What you need to do: Make an exact copy of all the entries, but do not reproduce the pictures.

Stored entries
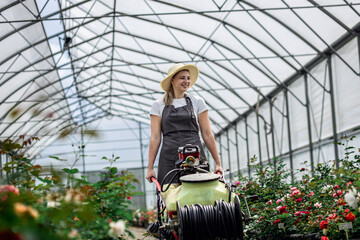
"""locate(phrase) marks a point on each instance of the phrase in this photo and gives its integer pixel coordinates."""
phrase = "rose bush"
(322, 202)
(37, 203)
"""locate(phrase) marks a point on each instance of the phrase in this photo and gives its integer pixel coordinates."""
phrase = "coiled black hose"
(223, 220)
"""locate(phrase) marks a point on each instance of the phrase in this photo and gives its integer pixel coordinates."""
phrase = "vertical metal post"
(272, 134)
(228, 148)
(358, 38)
(289, 134)
(83, 148)
(333, 110)
(309, 123)
(247, 147)
(142, 163)
(237, 148)
(1, 166)
(258, 133)
(220, 152)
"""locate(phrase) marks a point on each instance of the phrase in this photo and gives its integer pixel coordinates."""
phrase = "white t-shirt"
(198, 103)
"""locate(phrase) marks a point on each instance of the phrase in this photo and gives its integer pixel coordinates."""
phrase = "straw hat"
(194, 73)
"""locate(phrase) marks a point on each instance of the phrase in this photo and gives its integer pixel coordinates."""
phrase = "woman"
(178, 117)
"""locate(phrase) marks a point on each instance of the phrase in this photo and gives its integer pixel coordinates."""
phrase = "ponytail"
(169, 96)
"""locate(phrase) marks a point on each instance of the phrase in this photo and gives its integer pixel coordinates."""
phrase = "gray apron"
(179, 127)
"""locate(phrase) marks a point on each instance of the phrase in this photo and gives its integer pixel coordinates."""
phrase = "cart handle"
(154, 180)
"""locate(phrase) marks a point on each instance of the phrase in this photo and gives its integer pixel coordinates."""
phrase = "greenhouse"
(279, 82)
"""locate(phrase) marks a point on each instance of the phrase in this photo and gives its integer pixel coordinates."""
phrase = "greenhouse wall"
(310, 110)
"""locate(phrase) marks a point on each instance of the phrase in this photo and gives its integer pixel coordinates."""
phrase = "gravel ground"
(138, 233)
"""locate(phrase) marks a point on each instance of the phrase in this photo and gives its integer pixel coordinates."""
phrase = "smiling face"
(181, 81)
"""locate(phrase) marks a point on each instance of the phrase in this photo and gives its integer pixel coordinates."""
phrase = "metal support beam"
(308, 116)
(220, 152)
(228, 150)
(142, 162)
(83, 148)
(333, 111)
(237, 149)
(289, 135)
(247, 147)
(259, 140)
(272, 136)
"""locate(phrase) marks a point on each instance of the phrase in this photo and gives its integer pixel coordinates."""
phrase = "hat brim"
(194, 74)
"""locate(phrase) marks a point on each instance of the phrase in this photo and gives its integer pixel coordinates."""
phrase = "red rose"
(276, 222)
(350, 217)
(283, 210)
(324, 225)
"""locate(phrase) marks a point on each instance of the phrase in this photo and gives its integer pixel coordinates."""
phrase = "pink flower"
(282, 210)
(302, 213)
(276, 222)
(9, 188)
(331, 216)
(318, 205)
(323, 225)
(295, 192)
(350, 217)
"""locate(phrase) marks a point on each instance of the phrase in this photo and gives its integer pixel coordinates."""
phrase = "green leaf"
(70, 171)
(357, 183)
(113, 170)
(57, 158)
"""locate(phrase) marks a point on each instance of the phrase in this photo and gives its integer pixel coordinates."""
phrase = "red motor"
(190, 154)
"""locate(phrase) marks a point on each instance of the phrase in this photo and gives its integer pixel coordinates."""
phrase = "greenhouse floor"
(138, 233)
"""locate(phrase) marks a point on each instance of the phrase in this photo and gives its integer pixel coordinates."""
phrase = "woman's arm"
(209, 139)
(155, 140)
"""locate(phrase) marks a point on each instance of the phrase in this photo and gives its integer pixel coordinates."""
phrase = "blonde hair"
(169, 95)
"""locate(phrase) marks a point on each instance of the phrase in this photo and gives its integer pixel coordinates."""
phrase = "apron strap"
(188, 102)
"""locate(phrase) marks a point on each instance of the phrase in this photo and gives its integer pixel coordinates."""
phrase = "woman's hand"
(150, 173)
(218, 168)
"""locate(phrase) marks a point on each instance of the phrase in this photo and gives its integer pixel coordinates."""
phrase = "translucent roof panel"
(67, 63)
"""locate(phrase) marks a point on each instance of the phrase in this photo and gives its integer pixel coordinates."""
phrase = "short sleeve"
(200, 105)
(155, 109)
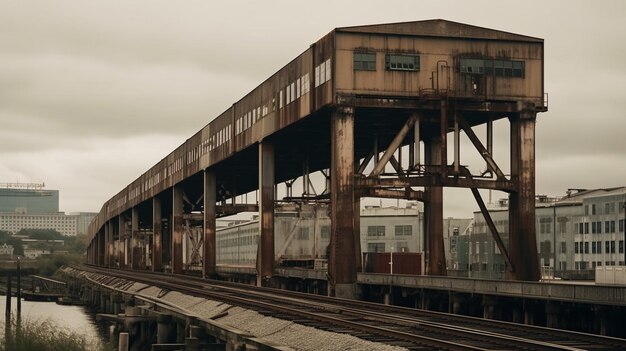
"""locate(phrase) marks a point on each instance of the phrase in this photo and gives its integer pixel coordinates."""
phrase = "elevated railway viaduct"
(353, 101)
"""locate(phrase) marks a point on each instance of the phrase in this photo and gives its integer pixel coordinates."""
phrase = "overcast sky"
(93, 93)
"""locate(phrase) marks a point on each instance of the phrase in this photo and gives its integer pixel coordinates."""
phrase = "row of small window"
(596, 227)
(241, 241)
(400, 246)
(366, 61)
(596, 247)
(294, 90)
(400, 230)
(583, 265)
(498, 68)
(323, 73)
(609, 208)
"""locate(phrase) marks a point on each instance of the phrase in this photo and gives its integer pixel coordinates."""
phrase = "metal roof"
(439, 28)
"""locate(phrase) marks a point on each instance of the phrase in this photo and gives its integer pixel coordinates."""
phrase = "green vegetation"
(45, 336)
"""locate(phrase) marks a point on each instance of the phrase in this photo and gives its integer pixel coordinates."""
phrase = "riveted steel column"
(108, 243)
(157, 235)
(522, 230)
(210, 197)
(121, 224)
(101, 250)
(341, 264)
(177, 229)
(265, 259)
(134, 234)
(433, 212)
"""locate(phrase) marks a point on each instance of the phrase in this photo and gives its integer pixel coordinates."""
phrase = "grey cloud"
(93, 93)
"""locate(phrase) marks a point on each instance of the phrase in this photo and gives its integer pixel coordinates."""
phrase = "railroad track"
(409, 328)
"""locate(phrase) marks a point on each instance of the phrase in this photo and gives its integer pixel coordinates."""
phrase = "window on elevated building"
(402, 62)
(364, 61)
(499, 68)
(376, 230)
(403, 230)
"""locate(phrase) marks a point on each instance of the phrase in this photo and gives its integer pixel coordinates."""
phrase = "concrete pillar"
(458, 304)
(122, 240)
(123, 342)
(164, 328)
(529, 315)
(210, 197)
(134, 240)
(177, 229)
(490, 307)
(522, 236)
(180, 333)
(433, 213)
(157, 235)
(341, 264)
(552, 315)
(107, 244)
(265, 258)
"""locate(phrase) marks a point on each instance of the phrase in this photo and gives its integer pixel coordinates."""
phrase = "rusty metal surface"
(209, 255)
(407, 263)
(293, 109)
(157, 235)
(522, 230)
(177, 230)
(265, 258)
(341, 268)
(433, 214)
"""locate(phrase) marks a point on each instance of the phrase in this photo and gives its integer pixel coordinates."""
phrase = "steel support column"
(157, 235)
(177, 229)
(121, 224)
(265, 257)
(134, 238)
(522, 231)
(107, 244)
(341, 265)
(210, 198)
(433, 212)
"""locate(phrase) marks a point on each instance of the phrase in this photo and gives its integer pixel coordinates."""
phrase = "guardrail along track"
(410, 328)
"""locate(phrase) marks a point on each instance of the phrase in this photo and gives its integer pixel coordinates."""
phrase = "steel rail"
(296, 312)
(330, 304)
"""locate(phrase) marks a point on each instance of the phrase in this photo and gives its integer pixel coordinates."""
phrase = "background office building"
(29, 206)
(575, 234)
(28, 198)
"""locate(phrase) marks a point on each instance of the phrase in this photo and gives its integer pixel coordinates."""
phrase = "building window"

Response below:
"""locate(phrase) marks a point on each instance of the phrase in this photo and gives its integer pixel coordinates."""
phrase = "rose bush"
(322, 202)
(37, 203)
"""locate(phrase) marks a point on each instance of the phrase in this photo and gives its integer pixel coordinates."""
phrase = "coiled black hose"
(223, 220)
"""locate(phrase) marks a point on each instance of the phrase in this photo and gives its integer pixel coordinates."""
phrase = "vertical metal post"
(272, 134)
(228, 148)
(358, 38)
(289, 134)
(83, 148)
(333, 110)
(309, 123)
(247, 147)
(142, 163)
(237, 148)
(1, 166)
(258, 133)
(220, 152)
"""locate(phrase) marks a point on each instance of the phrase in this photo and gives its integer pixel coordinates."""
phrase = "white t-shirt"
(198, 103)
"""locate(phrase) marks a point on each instance of the phrase in this photo and gives its integer pixel coordinates."""
phrase = "straw hat"
(194, 73)
"""locate(phrase) marks a point on each instance of the phrase in this photo and gives its integer pixel coordinates."""
phrase = "woman"
(178, 117)
"""locate(phrase) marks a point on each instance of the phrase in this photo and gives its integer pixel coordinates."""
phrase = "ponytail"
(169, 96)
"""locate(phrase) marks a point on each instance of the phrase in this photo and gives its integer pixel coordinates."""
phrase = "gray apron"
(179, 127)
"""locate(phrase) marks a point on each instance of the phrase in this photo and gives its integer pixel coordinates."""
phrase = "cart handle"
(154, 180)
"""locate(phrase) marks a point on each instance of the phrase in this photo and gives its integer pixel coordinates."""
phrase = "greenhouse"
(279, 82)
"""locate(phrase) marks a point on each instance of the phrase in this photo and gives its integer pixel coordinates."""
phrase = "greenhouse wall"
(310, 110)
"""locate(phrase) marks a point on each instance of the phrase in this photo and gives its integer pixel coordinates."""
phrase = "gravel ground"
(138, 233)
"""locate(phrase) marks a point on each instance of the phrase in this photo and gives its integer pixel coordinates."""
phrase = "smiling face"
(181, 81)
"""locate(phrase) marks a point on each instance of the phrase in this photo and gives its integer pixel coordinates."""
phrase = "metal support beam"
(308, 116)
(220, 152)
(228, 150)
(142, 162)
(83, 148)
(333, 111)
(237, 149)
(289, 135)
(247, 147)
(259, 140)
(272, 136)
"""locate(phrase) marks a point on each instance of the phrase in this photo and gives its integer pixel coordinates."""
phrase = "hat brim"
(194, 74)
"""locate(phrase) marks a point on each instance of the phrase in this photo and gives its integer pixel coordinates."""
phrase = "red rose"
(276, 222)
(350, 217)
(283, 210)
(324, 225)
"""locate(phrase) marks a point on each instance of the phrase in this photo and gives its integer pixel coordinates."""
phrase = "pink flower"
(282, 210)
(302, 213)
(276, 222)
(9, 188)
(331, 216)
(318, 205)
(323, 225)
(295, 192)
(350, 217)
"""locate(phrase) marks a point on each instance of the phrase in this photo and gives its integer pixel coordinates."""
phrase = "green leaf"
(70, 171)
(357, 183)
(113, 170)
(57, 158)
"""locate(phrase) marks a point on each instance of the phrase in this photo and gives its integer pixel coordinates."""
phrase = "red motor"
(190, 154)
"""locate(phrase) marks a point on each instance of the phrase in this photo and gives its integer pixel coordinates."""
phrase = "greenhouse floor"
(138, 233)
"""locate(phrase) marks a point on each instance of the phrase in this photo and gives its integer pixel coordinates."""
phrase = "woman's arm"
(209, 139)
(155, 140)
"""locate(phrase) marks a point on each instance of the phrase in this photo and gives its integer pixel coordinates."""
phrase = "blonde hair"
(169, 95)
"""locate(phrase) marks a point on each instance of the phrase in this photo and gives its integer pixel coordinates."""
phrase = "apron strap"
(188, 102)
"""locate(phrase) marks a point on each instance of the phrase in this photo and gives its integer pixel coordinates."""
phrase = "woman's hand"
(150, 173)
(218, 168)
"""locate(phrase) marks a point on each instance of the phrase in this photo and gives its integer pixel coordinates."""
phrase = "translucent roof panel"
(67, 63)
"""locate(phrase) marks a point on each instance of the phrase in this photo and gives its integer pixel coordinates."""
phrase = "short sleeve"
(200, 105)
(155, 109)
"""locate(phrase) marks a point on each instance of the phrase in this photo and gives its integer pixel coordinates."""
phrase = "elevated railway viaduct"
(353, 101)
"""locate(phrase) marks a point on each instance of the phrase in this photo and gives its integer pixel coordinates."""
phrase = "overcast sky"
(93, 93)
"""locate(phrase) marks a point on each instance of the phrase in this photo and gives its integer pixel coordinates."""
phrase = "row of small window"
(596, 227)
(241, 241)
(400, 246)
(366, 61)
(596, 247)
(294, 90)
(400, 230)
(583, 265)
(498, 68)
(323, 73)
(609, 208)
"""locate(phrase) marks a point on each instance of the phrase in this photo and gives its integer pixel coordinates."""
phrase = "metal roof"
(439, 28)
"""locate(phrase) marks a point on each instance of the phrase in this photo and gives its integer pixel coordinates."""
phrase = "green vegetation"
(45, 336)
"""locate(phrase) marks a point on each instance of the phrase in this photo and gives its integer pixel coordinates."""
phrase = "riveted steel column"
(108, 243)
(157, 235)
(522, 230)
(210, 197)
(121, 224)
(101, 250)
(341, 264)
(177, 229)
(265, 259)
(134, 234)
(433, 212)
"""locate(phrase) marks a point on each instance of the phrase in this photo and gives its integer pixel coordinates."""
phrase = "grey cloud"
(93, 93)
"""locate(phrase) marks a point on each instance of the phrase in this photo and gives its integer pixel coordinates."""
phrase = "railroad track"
(409, 328)
"""locate(phrase) marks a point on each instance of the phrase in this photo and gives its integer pixel coordinates."""
phrase = "window on elevated building"
(402, 62)
(364, 61)
(499, 68)
(376, 230)
(403, 230)
"""locate(phrase) marks a point on each instance of the phrase in this photo and gives its integer pixel coordinates."""
phrase = "concrete pillar"
(458, 304)
(122, 240)
(123, 342)
(164, 328)
(529, 315)
(210, 197)
(134, 240)
(177, 229)
(490, 307)
(522, 236)
(180, 333)
(433, 213)
(157, 235)
(341, 264)
(552, 315)
(107, 244)
(265, 258)
"""locate(phrase) marks a point on each instance of the phrase in this photo and gives its integer pixel coordinates."""
phrase = "rusty metal surface"
(209, 255)
(407, 263)
(293, 109)
(157, 235)
(522, 230)
(177, 230)
(265, 258)
(341, 268)
(433, 214)
"""locate(phrase) marks a point on each instance of the phrase in this photo and gives its integer pixel coordinates."""
phrase = "steel support column"
(157, 235)
(177, 229)
(121, 224)
(265, 257)
(134, 238)
(522, 231)
(107, 244)
(341, 265)
(210, 198)
(433, 212)
"""locate(phrase) marks a point on each instance of the phrase in this photo and gives its integer pixel coordinates."""
phrase = "guardrail along track"
(410, 328)
"""locate(phrase) marks a point on each instance of the phrase in this photo and gives its integer pixel coordinates."""
phrase = "steel rail"
(296, 312)
(330, 304)
"""locate(phrase) marks a point on each instance of the phrase in this photo and gives its integer pixel coordinates."""
phrase = "background office building"
(29, 206)
(575, 234)
(28, 198)
"""locate(phrase) marks a point on each instance of the phrase in this photo and gives its integer pixel coordinates."""
phrase = "building window"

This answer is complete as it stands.